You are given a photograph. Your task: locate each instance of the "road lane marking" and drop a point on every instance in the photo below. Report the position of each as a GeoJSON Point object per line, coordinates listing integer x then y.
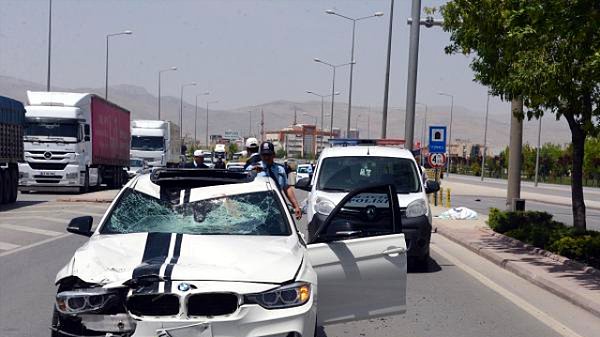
{"type": "Point", "coordinates": [550, 322]}
{"type": "Point", "coordinates": [31, 230]}
{"type": "Point", "coordinates": [39, 243]}
{"type": "Point", "coordinates": [8, 246]}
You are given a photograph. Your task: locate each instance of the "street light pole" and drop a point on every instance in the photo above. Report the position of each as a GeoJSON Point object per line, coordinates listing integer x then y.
{"type": "Point", "coordinates": [181, 107]}
{"type": "Point", "coordinates": [386, 91]}
{"type": "Point", "coordinates": [352, 62]}
{"type": "Point", "coordinates": [423, 132]}
{"type": "Point", "coordinates": [415, 23]}
{"type": "Point", "coordinates": [196, 118]}
{"type": "Point", "coordinates": [127, 32]}
{"type": "Point", "coordinates": [537, 152]}
{"type": "Point", "coordinates": [159, 73]}
{"type": "Point", "coordinates": [487, 111]}
{"type": "Point", "coordinates": [207, 103]}
{"type": "Point", "coordinates": [449, 140]}
{"type": "Point", "coordinates": [334, 67]}
{"type": "Point", "coordinates": [49, 43]}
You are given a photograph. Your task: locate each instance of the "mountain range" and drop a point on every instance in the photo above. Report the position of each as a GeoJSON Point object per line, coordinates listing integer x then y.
{"type": "Point", "coordinates": [467, 124]}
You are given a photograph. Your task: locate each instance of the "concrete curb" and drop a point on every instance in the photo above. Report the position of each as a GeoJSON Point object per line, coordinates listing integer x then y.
{"type": "Point", "coordinates": [519, 270]}
{"type": "Point", "coordinates": [92, 200]}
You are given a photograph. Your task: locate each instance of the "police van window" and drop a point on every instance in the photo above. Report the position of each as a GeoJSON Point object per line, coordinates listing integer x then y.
{"type": "Point", "coordinates": [347, 173]}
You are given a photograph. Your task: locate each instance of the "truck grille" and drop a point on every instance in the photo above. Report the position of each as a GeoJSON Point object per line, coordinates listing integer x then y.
{"type": "Point", "coordinates": [153, 304]}
{"type": "Point", "coordinates": [212, 304]}
{"type": "Point", "coordinates": [48, 166]}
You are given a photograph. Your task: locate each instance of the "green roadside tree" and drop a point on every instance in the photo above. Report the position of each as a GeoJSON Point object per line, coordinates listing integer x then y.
{"type": "Point", "coordinates": [546, 52]}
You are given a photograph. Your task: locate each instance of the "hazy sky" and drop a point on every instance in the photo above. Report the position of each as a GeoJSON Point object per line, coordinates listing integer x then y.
{"type": "Point", "coordinates": [245, 52]}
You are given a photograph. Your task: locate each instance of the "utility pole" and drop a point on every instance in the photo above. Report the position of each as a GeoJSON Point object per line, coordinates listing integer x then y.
{"type": "Point", "coordinates": [537, 152]}
{"type": "Point", "coordinates": [515, 149]}
{"type": "Point", "coordinates": [387, 76]}
{"type": "Point", "coordinates": [262, 125]}
{"type": "Point", "coordinates": [413, 64]}
{"type": "Point", "coordinates": [487, 110]}
{"type": "Point", "coordinates": [49, 43]}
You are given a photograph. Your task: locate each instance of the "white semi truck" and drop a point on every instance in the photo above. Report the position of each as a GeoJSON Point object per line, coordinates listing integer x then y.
{"type": "Point", "coordinates": [74, 141]}
{"type": "Point", "coordinates": [156, 142]}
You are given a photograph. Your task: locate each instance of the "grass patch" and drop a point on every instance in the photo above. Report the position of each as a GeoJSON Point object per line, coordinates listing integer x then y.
{"type": "Point", "coordinates": [540, 230]}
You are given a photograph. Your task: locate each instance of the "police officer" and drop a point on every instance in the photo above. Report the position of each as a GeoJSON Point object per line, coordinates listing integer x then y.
{"type": "Point", "coordinates": [268, 168]}
{"type": "Point", "coordinates": [198, 160]}
{"type": "Point", "coordinates": [252, 152]}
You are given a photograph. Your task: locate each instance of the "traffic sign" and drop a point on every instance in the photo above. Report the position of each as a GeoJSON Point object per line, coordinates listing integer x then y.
{"type": "Point", "coordinates": [437, 139]}
{"type": "Point", "coordinates": [436, 159]}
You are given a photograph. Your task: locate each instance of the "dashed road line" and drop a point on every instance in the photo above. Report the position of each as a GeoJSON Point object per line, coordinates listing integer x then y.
{"type": "Point", "coordinates": [39, 243]}
{"type": "Point", "coordinates": [8, 246]}
{"type": "Point", "coordinates": [30, 230]}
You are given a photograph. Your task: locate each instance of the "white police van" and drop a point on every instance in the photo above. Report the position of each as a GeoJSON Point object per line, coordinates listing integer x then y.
{"type": "Point", "coordinates": [344, 168]}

----

▶ [YOUR INSTRUCTIONS]
The result should be a word-for-word restatement of all the data, without images.

▶ [EXERCISE RESULT]
You are given a photograph. Your task: locate each instance of the "road lane marking" and drop a point on every instance in the photo below. Report the position of each as a GeoJSON Point object per line, coordinates listing integer x then y.
{"type": "Point", "coordinates": [550, 322]}
{"type": "Point", "coordinates": [31, 230]}
{"type": "Point", "coordinates": [39, 243]}
{"type": "Point", "coordinates": [8, 246]}
You are given a photograph. Your task: locate each instance of the "street light pole" and drop a point on every instance in the photo above. Report the position of each as a GeoJSON Point object per line, coordinates listing integer x then y.
{"type": "Point", "coordinates": [181, 107]}
{"type": "Point", "coordinates": [386, 91]}
{"type": "Point", "coordinates": [352, 62]}
{"type": "Point", "coordinates": [423, 132]}
{"type": "Point", "coordinates": [415, 23]}
{"type": "Point", "coordinates": [196, 118]}
{"type": "Point", "coordinates": [127, 32]}
{"type": "Point", "coordinates": [537, 152]}
{"type": "Point", "coordinates": [159, 73]}
{"type": "Point", "coordinates": [487, 111]}
{"type": "Point", "coordinates": [207, 103]}
{"type": "Point", "coordinates": [449, 140]}
{"type": "Point", "coordinates": [334, 67]}
{"type": "Point", "coordinates": [49, 43]}
You are given a photograph. Your task: locate each instance of the "mountain range" and drop a point on every instance in the photo above. Report the position of each as a GeoJSON Point object per line, coordinates listing integer x then y.
{"type": "Point", "coordinates": [467, 124]}
You are given a photograph. Your task: locate each instance of the "concrete curb" and drop a point on every instance in the photo above. Report the position of each as a GeoJSON Point object per line, coordinates listing integer x then y.
{"type": "Point", "coordinates": [519, 270]}
{"type": "Point", "coordinates": [92, 200]}
You are given a photograph. Your task: locate each instance of the "police van window" and drop a point on every instance in the photo above. Report the position of each as a GeoJSON Point object per line, coordinates listing integer x then y.
{"type": "Point", "coordinates": [347, 173]}
You are given a photograph. Your task: locate each instance of the "truck grille" and drop a point on every instance in the photo above. Report the position of each as a GeoJSON Point object per line, coordinates listing integer x then y.
{"type": "Point", "coordinates": [153, 304]}
{"type": "Point", "coordinates": [212, 304]}
{"type": "Point", "coordinates": [48, 166]}
You are given a photograph. Your task: locate each instance of the "green roadside tree" and drop a point on every instance in the photo above. Report the position of each as a GeoJSON Point object per line, coordinates listing integer x then y.
{"type": "Point", "coordinates": [546, 52]}
You are given a photograph. Your task: locate each instance of the "hazy sky" and drop a point on every instance in the photo above. Report the position of each as a GeoJSON Point object per line, coordinates listing integer x then y.
{"type": "Point", "coordinates": [245, 52]}
You are given a photograph. Your task: locate each instance of the "utility pole" and drop a point on every instance in the photo above. Report the position of each as a GeoJSON Point object per line, coordinates listing integer x then y.
{"type": "Point", "coordinates": [537, 152]}
{"type": "Point", "coordinates": [515, 149]}
{"type": "Point", "coordinates": [387, 76]}
{"type": "Point", "coordinates": [262, 125]}
{"type": "Point", "coordinates": [413, 64]}
{"type": "Point", "coordinates": [487, 110]}
{"type": "Point", "coordinates": [49, 43]}
You are given a photograph. Your task: locate each instance of the "white semi truck" and drop a point on every instance in the photo above. Report the position of each as a GeoJSON Point object per line, coordinates listing integer x then y.
{"type": "Point", "coordinates": [74, 141]}
{"type": "Point", "coordinates": [156, 142]}
You are given a photograph. Your task: locate each instance of the "grass patch" and drop a point on every instance in the photo above. Report the position of each as a GeoJSON Point object per line, coordinates listing integer x then y.
{"type": "Point", "coordinates": [540, 230]}
You are given a photograph. Your task: locate each instance of the "police officer" and drop a point on every instance in the photo above. Report the position of each as a GeoJSON Point object per line, coordinates listing integer x then y.
{"type": "Point", "coordinates": [268, 168]}
{"type": "Point", "coordinates": [198, 160]}
{"type": "Point", "coordinates": [252, 152]}
You are given a photograph. Your task: locate each instance of the "traffic sign" and drop a point on every instance in the photo above. Report the position of each as a GeoJSON Point object per line, coordinates listing integer x then y.
{"type": "Point", "coordinates": [437, 139]}
{"type": "Point", "coordinates": [436, 159]}
You are given a photograph. Your task: locate each instance of the "dashed road line" and drop a point on every instance in the photo above. Report the position of each as a GeoJSON Point object per line, coordinates listing integer x then y.
{"type": "Point", "coordinates": [39, 243]}
{"type": "Point", "coordinates": [8, 246]}
{"type": "Point", "coordinates": [30, 230]}
You are given a photograph. Your task: locate each instance of the "white police van" and drop a point on every instance in the photo above. Report the position of each as a GeoJSON Point object per line, coordinates listing integer x then y.
{"type": "Point", "coordinates": [344, 168]}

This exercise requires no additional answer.